▶ THE PROBLEM
Starting at the line that contains "Can you see the tree in", print every remaining line of the entries, unchanged, and output nothing more.
--- RECORDS FOR THE TASK ---
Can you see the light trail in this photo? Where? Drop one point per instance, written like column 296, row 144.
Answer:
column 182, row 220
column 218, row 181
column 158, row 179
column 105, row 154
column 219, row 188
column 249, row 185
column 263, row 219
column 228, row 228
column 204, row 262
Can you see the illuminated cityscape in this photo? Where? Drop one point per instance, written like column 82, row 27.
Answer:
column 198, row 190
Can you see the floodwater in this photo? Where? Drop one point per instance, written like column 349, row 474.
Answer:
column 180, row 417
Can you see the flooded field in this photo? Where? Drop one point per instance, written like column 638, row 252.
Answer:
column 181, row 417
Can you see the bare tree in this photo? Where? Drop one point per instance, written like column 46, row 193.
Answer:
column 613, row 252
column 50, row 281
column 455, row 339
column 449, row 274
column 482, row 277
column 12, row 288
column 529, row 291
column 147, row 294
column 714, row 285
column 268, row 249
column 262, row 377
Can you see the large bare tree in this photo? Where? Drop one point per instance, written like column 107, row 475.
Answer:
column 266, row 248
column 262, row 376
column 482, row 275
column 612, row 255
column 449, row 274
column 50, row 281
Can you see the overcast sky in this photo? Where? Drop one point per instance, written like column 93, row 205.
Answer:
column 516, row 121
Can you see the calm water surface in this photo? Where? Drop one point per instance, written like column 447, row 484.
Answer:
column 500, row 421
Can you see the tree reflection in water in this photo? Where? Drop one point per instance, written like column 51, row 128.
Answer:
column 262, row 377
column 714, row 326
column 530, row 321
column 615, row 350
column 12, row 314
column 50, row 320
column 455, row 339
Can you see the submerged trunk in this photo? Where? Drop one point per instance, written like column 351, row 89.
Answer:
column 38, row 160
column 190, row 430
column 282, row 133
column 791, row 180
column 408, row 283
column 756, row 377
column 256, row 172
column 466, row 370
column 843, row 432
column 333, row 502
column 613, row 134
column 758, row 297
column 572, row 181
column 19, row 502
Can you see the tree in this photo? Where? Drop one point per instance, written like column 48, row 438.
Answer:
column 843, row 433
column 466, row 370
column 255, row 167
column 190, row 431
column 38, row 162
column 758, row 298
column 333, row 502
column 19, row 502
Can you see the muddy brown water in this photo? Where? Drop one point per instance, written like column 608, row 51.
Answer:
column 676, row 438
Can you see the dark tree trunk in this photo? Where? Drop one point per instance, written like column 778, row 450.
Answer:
---
▶ RESULT OF THIS EXERCISE
Can you see the tree in this photo? Where? Drop one point per instance, written like column 48, row 438.
Answer:
column 843, row 433
column 466, row 370
column 255, row 167
column 190, row 431
column 38, row 162
column 758, row 298
column 333, row 502
column 19, row 502
Can you see the muddy brown water in this photo? Where? Drop one point per instance, written like column 608, row 51.
Answer:
column 676, row 438
Can you see the dark tree trunk in this photo? Where? Drop one point per instance, written like column 778, row 450.
Answer:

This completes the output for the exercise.